• _Objetivo del ejercicio_: Coloque en una lista JSON de cadenas, una por cada línea y sin incluir las líneas en blanco, el tramo de los datos que va desde la línea que contiene "Definition first: for each instance of the muddy" hasta la que contiene "[[752, 740]]", ambas incluidas.

[Registros almacenados]
((
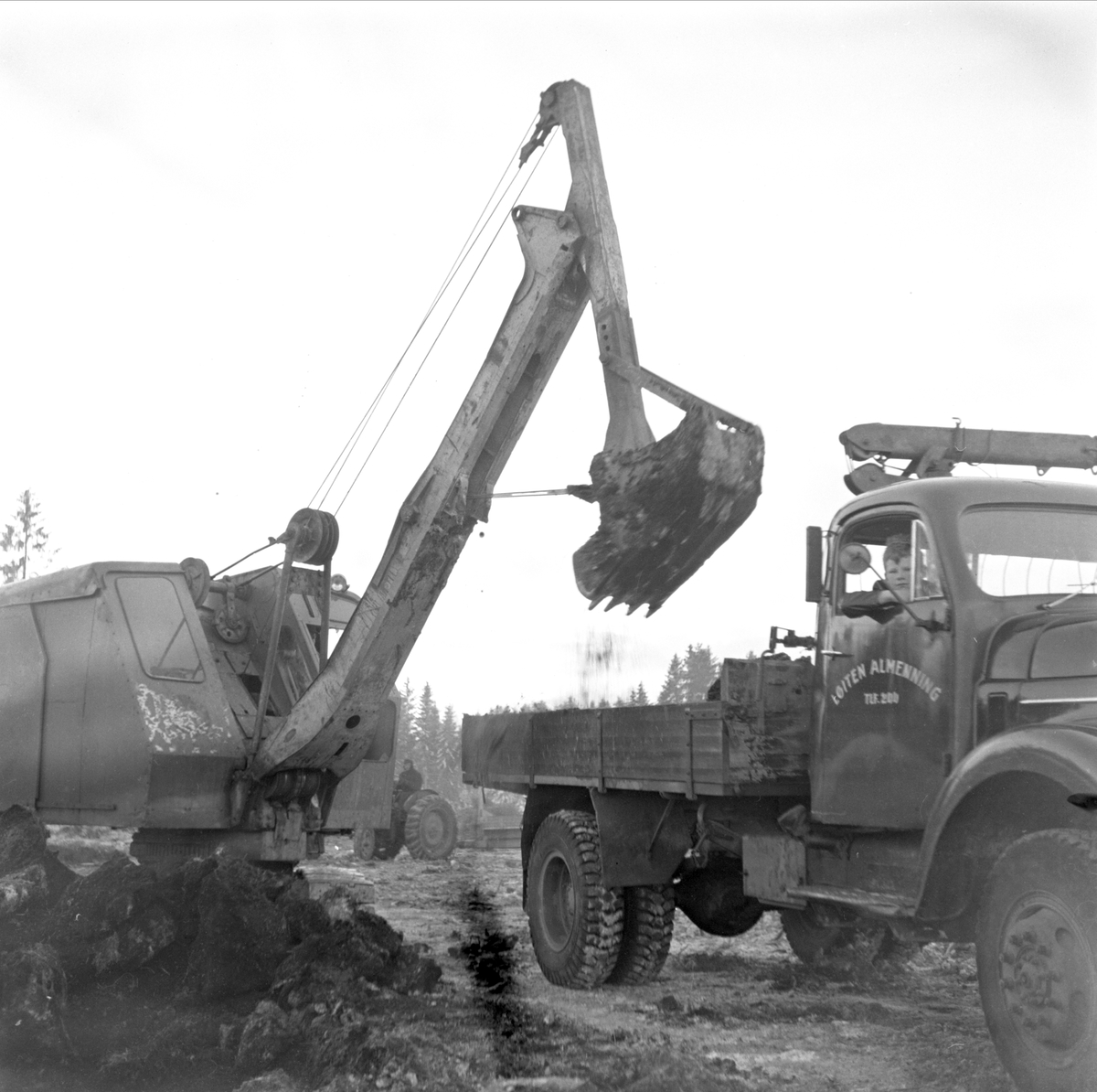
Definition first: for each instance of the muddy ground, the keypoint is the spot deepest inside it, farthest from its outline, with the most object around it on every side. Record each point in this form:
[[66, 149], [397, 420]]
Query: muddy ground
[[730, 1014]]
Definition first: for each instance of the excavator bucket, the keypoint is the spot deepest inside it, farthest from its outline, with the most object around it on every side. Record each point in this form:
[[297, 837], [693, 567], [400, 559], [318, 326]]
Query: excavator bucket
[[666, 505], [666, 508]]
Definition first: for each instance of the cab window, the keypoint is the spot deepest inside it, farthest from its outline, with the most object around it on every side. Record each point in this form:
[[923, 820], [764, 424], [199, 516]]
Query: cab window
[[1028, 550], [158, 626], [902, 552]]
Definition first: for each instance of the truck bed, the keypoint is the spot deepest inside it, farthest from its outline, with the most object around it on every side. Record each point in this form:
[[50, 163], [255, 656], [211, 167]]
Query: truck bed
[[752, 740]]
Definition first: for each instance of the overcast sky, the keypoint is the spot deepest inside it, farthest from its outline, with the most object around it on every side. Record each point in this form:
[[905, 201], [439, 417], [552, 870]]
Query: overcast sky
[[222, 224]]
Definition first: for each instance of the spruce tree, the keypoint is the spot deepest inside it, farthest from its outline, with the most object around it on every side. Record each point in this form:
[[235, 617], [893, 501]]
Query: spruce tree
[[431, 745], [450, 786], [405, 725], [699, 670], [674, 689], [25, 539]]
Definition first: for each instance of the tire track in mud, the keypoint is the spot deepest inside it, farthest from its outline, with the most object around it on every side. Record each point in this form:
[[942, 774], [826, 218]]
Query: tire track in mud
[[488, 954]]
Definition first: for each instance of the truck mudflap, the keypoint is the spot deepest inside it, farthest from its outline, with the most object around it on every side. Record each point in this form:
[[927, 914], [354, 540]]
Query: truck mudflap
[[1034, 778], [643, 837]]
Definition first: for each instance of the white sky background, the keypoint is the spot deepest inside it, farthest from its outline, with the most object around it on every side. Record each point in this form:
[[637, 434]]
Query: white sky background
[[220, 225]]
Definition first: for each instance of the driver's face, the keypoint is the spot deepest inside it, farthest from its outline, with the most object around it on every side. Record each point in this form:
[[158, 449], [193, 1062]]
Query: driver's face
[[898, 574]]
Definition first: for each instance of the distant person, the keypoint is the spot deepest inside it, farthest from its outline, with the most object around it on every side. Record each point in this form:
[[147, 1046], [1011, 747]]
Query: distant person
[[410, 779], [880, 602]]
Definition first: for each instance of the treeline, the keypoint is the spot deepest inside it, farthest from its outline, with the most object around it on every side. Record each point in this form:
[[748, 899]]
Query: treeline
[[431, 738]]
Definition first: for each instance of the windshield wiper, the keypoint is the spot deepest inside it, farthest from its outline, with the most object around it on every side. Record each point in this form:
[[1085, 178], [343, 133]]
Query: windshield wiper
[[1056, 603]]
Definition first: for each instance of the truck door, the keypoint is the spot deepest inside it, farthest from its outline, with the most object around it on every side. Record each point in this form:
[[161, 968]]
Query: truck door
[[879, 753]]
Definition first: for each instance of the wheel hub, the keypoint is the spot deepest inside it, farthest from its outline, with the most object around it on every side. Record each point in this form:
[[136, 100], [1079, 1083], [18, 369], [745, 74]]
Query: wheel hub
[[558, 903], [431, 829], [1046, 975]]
))
((
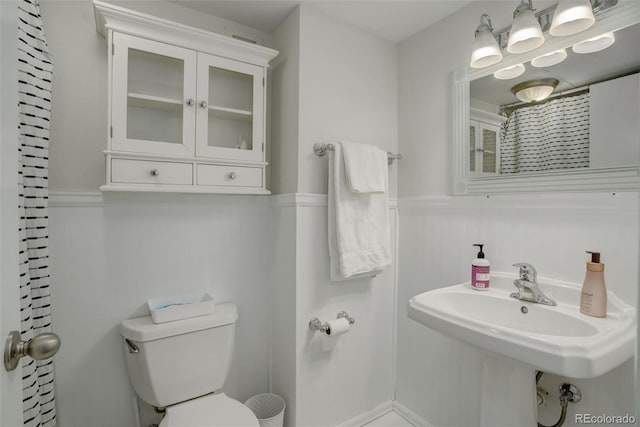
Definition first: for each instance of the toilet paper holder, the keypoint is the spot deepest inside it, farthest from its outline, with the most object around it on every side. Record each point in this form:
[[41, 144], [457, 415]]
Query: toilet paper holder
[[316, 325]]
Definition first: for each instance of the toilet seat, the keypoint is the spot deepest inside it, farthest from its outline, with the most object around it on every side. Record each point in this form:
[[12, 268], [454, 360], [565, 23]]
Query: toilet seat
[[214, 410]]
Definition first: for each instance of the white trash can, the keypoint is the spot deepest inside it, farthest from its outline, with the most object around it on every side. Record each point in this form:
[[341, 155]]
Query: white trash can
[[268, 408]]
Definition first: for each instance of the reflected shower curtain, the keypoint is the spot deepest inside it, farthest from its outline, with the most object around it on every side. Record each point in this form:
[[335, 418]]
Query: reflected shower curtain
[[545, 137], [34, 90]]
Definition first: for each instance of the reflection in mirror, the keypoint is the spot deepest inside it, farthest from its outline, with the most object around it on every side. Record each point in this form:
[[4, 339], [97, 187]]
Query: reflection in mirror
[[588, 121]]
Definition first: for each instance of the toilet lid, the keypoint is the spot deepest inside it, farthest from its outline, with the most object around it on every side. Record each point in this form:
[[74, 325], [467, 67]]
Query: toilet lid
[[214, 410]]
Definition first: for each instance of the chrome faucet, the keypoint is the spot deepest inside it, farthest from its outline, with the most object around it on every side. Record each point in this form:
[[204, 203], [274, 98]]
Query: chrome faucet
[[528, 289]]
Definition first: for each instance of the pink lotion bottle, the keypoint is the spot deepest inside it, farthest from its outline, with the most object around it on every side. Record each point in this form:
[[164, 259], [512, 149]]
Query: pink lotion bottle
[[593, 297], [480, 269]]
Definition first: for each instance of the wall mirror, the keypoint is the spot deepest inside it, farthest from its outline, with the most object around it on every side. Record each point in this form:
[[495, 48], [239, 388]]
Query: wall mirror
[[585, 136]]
))
• _Resultado del ejercicio_:
[
  "Definition first: for each instance of the muddy ground, the keypoint is the spot deepest inside it, farthest from its outline, with the most object around it on every side. Record each point in this form:",
  "[[66, 149], [397, 420]]",
  "Query: muddy ground",
  "[[730, 1014]]",
  "Definition first: for each instance of the excavator bucket, the keypoint is the spot deepest inside it, farthest from its outline, with the most object around it on every side. Record each point in this form:",
  "[[297, 837], [693, 567], [400, 559], [318, 326]]",
  "Query: excavator bucket",
  "[[666, 505], [666, 508]]",
  "Definition first: for each instance of the cab window, the keypoint is the spot deepest inside it, farthest from its outline, with the most object around it on every side. Record each point in this form:",
  "[[923, 820], [764, 424], [199, 516]]",
  "Query: cab window",
  "[[1028, 550], [158, 626], [902, 552]]",
  "Definition first: for each instance of the truck bed, the keypoint is the spot deepest inside it, farthest from its outline, with the most object around it on every side. Record each point in this form:",
  "[[50, 163], [255, 656], [211, 167]]",
  "Query: truck bed",
  "[[752, 740]]"
]